[Rows from a data collection]
= = = = =

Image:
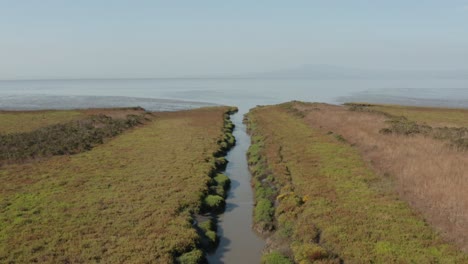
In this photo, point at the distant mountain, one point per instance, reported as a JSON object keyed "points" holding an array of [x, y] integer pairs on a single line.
{"points": [[311, 71]]}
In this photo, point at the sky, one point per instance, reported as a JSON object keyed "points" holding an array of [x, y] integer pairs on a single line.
{"points": [[41, 39]]}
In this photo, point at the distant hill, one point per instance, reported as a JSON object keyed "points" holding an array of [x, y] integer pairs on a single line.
{"points": [[311, 71]]}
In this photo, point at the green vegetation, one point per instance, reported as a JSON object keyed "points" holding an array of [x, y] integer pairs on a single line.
{"points": [[404, 120], [193, 257], [327, 206], [26, 121], [275, 258], [431, 116], [65, 138], [130, 200]]}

= = = = =

*GIVEN PROBLEM*.
Copy out every row above word for word, leaving out the pictures.

*SOLUTION*.
Image:
In this photo, point at the distant mountain, one point per instance, reported as a JSON object keyed "points" holding an array of [x, y] integer pairs on a single line.
{"points": [[311, 71]]}
In this photo, point at the sky, one point per instance, reported as a JSON object keyed "points" holding an array of [x, y] integer pairs on a single line.
{"points": [[41, 39]]}
In this photo, point at the distant hill, one point per instance, reported as a JSON object keyed "points" holding an array of [x, y] integer pairs on a single line.
{"points": [[311, 71]]}
In this photo, point at the green vegetation, one point per instance, reported as a JSON object keyed "points" holding an array of [x, y] integer pairs on a single line.
{"points": [[404, 120], [193, 257], [327, 206], [26, 121], [275, 258], [431, 116], [65, 138], [130, 200]]}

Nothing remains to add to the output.